Segment Open

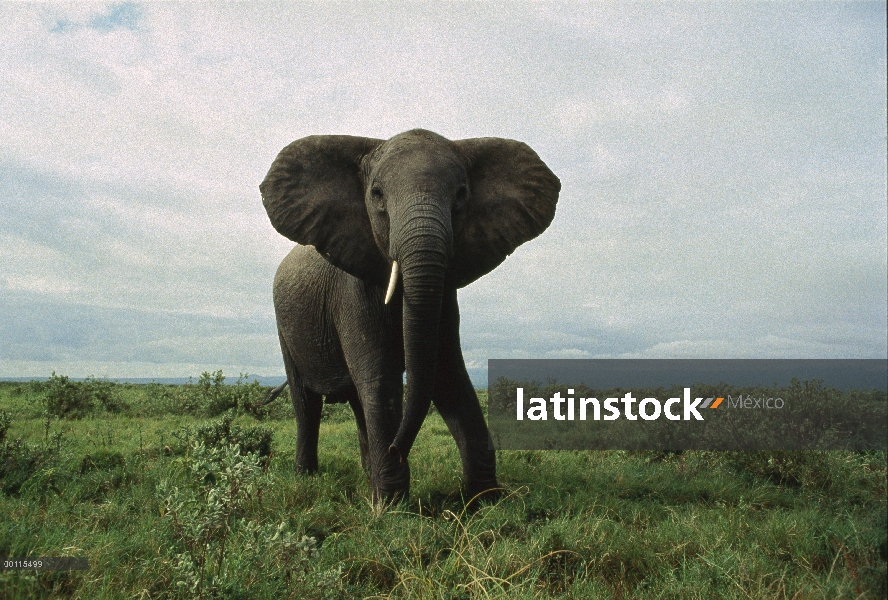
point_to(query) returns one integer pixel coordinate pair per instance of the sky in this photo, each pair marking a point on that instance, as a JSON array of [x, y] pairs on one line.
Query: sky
[[723, 171]]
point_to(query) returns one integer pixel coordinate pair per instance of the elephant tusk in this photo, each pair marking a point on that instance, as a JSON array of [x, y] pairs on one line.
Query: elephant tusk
[[393, 281]]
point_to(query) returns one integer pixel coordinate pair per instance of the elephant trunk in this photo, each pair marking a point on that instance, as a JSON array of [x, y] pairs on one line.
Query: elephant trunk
[[424, 258]]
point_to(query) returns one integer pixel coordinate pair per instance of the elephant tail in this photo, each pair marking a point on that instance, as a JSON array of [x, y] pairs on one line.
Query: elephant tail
[[273, 394]]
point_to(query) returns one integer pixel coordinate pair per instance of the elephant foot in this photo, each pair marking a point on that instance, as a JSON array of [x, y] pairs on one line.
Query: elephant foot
[[384, 499], [306, 468]]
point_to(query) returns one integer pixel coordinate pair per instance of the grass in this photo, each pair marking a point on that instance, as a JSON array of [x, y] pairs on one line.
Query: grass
[[573, 524]]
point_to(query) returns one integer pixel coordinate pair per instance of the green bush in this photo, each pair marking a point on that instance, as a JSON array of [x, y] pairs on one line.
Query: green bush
[[211, 397], [20, 461], [220, 432], [76, 399]]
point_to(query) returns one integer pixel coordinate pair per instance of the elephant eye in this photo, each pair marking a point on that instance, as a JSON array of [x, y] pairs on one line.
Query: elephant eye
[[376, 196], [460, 199]]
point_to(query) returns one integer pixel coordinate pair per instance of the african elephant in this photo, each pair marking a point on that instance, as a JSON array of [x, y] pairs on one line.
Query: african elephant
[[431, 214]]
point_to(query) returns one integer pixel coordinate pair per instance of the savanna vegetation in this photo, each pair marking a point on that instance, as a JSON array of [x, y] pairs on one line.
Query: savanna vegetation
[[190, 492]]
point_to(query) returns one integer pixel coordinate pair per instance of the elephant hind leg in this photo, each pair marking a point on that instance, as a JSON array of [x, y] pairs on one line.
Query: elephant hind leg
[[308, 406]]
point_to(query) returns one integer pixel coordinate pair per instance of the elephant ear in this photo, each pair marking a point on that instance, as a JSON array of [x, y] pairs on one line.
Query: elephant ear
[[314, 195], [512, 197]]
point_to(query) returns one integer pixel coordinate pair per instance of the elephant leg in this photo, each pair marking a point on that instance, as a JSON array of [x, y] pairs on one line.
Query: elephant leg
[[458, 405], [382, 407], [307, 406]]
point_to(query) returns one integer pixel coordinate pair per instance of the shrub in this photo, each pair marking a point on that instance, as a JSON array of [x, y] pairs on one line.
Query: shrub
[[207, 517], [20, 461], [76, 399], [219, 433]]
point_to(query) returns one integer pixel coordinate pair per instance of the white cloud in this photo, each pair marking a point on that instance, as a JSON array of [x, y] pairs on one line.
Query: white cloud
[[722, 168]]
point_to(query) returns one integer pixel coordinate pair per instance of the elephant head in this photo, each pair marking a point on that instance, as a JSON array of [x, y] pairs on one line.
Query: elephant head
[[433, 212]]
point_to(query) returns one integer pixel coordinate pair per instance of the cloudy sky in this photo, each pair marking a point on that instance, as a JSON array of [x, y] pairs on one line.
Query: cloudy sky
[[722, 165]]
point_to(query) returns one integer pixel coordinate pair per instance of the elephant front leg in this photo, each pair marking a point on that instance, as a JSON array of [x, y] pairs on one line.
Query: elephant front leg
[[458, 404], [382, 409], [308, 406], [361, 422]]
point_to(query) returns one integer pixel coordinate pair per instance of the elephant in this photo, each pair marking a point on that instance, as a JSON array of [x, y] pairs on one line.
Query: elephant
[[387, 231]]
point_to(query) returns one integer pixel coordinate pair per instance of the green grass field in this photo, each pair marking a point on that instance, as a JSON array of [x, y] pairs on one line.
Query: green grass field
[[159, 515]]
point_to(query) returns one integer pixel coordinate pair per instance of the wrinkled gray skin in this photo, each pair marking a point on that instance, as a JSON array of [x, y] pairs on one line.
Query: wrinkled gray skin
[[448, 212]]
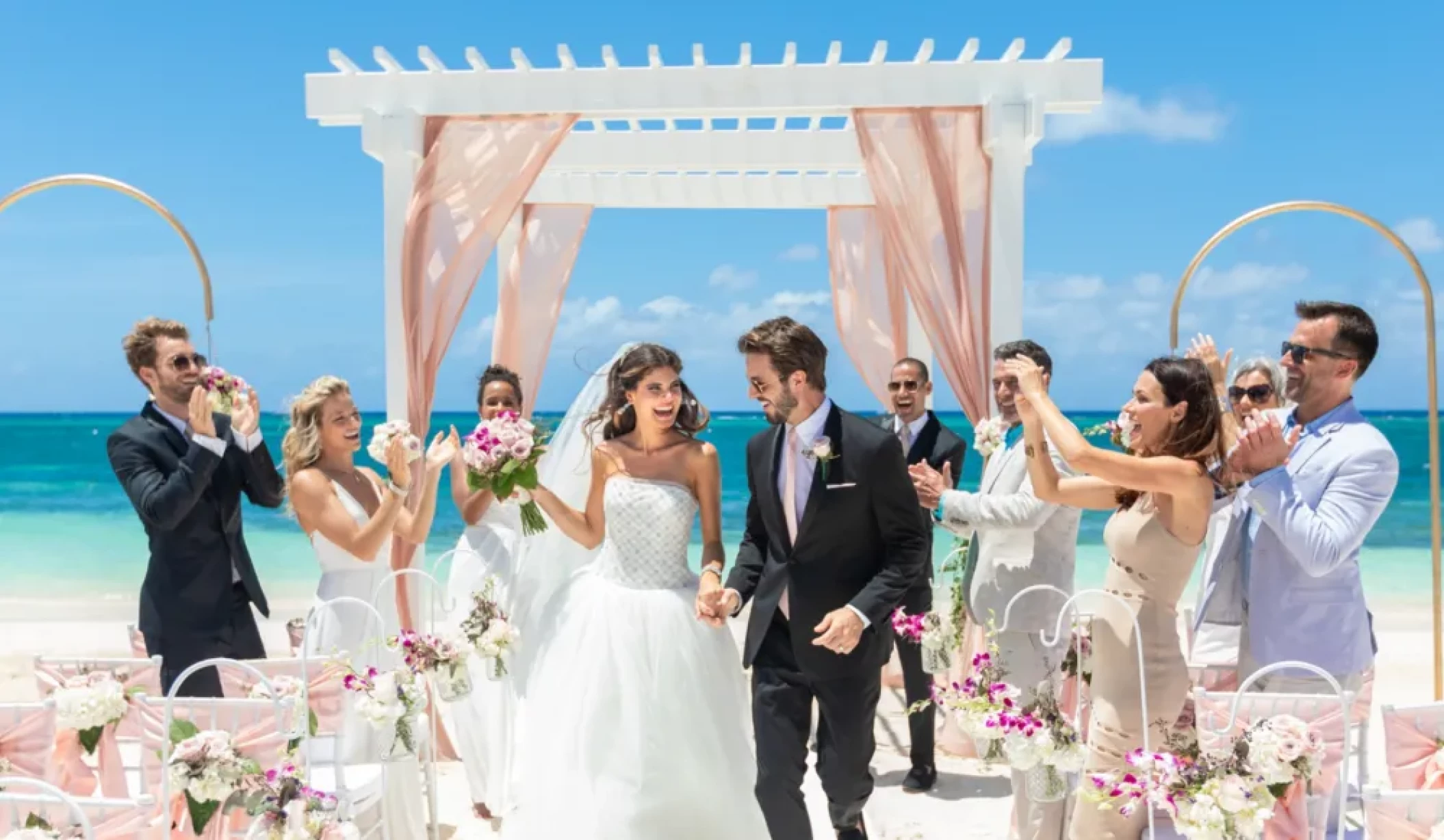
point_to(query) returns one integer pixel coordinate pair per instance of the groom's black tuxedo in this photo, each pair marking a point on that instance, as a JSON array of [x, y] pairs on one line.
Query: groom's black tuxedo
[[190, 501], [860, 543]]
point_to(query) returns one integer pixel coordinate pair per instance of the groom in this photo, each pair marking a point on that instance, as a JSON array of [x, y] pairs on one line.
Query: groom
[[832, 544], [185, 468]]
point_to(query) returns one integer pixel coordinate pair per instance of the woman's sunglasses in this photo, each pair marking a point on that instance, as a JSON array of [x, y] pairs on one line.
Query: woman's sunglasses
[[1300, 352], [1254, 393]]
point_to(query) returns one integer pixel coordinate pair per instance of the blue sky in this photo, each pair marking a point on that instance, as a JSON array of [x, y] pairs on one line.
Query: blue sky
[[1211, 111]]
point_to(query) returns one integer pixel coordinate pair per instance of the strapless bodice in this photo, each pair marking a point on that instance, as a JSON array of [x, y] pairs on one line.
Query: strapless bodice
[[649, 527]]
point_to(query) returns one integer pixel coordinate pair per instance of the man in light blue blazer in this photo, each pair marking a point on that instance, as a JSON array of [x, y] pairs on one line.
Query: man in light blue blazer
[[1316, 481]]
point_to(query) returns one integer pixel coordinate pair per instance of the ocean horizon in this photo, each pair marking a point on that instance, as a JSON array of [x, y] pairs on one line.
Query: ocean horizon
[[67, 529]]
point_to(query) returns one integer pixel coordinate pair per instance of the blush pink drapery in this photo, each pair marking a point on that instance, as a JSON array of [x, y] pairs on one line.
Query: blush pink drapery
[[932, 184], [867, 299], [474, 178], [541, 269]]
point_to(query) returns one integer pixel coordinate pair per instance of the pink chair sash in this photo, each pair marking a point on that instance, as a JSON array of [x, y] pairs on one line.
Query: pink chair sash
[[324, 692], [29, 742], [1385, 824], [73, 774], [1413, 755], [1291, 811]]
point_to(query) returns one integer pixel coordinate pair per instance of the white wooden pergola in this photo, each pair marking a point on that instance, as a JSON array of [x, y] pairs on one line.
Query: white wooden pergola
[[749, 136]]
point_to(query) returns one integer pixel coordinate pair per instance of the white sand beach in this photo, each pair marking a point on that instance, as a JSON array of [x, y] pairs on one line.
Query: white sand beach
[[970, 802]]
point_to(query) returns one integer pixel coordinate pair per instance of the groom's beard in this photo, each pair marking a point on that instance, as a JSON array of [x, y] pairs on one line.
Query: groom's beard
[[780, 409]]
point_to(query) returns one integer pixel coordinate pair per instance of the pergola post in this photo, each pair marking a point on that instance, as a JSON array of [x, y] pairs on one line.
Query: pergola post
[[1009, 133], [396, 142]]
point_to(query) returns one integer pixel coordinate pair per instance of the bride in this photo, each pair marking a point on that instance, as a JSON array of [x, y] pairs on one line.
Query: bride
[[634, 711]]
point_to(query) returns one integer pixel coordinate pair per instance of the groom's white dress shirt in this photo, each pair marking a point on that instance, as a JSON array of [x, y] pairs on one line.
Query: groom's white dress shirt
[[247, 443]]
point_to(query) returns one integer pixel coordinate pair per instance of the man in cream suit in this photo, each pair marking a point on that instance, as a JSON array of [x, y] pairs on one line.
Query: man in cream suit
[[1017, 542], [1316, 481]]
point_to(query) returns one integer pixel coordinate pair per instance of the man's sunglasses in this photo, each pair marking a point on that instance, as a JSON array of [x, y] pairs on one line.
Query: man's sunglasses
[[1254, 393], [1300, 352], [184, 363]]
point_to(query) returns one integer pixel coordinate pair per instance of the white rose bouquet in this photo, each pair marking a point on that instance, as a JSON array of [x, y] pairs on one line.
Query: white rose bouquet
[[222, 389], [390, 700], [286, 809], [88, 703], [502, 455], [383, 435], [208, 770], [990, 435], [443, 660], [489, 630]]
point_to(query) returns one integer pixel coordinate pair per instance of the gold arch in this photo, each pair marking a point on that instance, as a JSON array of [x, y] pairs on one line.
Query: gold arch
[[126, 189], [1432, 361]]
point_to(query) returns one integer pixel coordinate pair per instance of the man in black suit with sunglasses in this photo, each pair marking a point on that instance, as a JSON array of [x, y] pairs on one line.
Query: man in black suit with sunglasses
[[185, 468], [925, 439]]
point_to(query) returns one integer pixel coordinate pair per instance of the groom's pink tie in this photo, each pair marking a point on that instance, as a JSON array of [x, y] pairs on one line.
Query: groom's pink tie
[[790, 504]]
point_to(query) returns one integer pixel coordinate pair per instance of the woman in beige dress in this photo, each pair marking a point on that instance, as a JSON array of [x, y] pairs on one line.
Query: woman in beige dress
[[1161, 497]]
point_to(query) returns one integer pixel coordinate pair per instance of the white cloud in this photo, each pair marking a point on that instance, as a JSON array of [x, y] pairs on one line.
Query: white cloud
[[669, 306], [1165, 120], [1243, 279], [1420, 234], [730, 276], [800, 253]]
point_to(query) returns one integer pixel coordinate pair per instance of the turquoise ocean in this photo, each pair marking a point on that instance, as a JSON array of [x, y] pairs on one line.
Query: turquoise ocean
[[67, 530]]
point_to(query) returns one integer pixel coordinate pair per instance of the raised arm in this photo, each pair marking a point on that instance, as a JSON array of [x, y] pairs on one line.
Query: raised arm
[[585, 527], [161, 500], [321, 511]]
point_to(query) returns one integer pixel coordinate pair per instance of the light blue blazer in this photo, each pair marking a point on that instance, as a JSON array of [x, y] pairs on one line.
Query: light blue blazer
[[1304, 594]]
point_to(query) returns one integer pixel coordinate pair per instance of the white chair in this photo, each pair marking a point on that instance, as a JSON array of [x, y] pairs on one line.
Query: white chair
[[1224, 716], [1401, 815], [96, 817]]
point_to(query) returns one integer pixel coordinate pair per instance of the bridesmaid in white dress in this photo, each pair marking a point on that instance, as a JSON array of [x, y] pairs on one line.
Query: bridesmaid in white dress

Segment Closed

Problem details>
What lines in the records above include the string "bridesmaid"? Copy each one.

Task answer>
point_to(query) returns one integer pixel coordinate pair per instance of the bridesmaid in white dress in this photo, each pair marking a point on that instance, as a JSON array of [x, y] pairs on one line.
Query: bridesmaid in white dress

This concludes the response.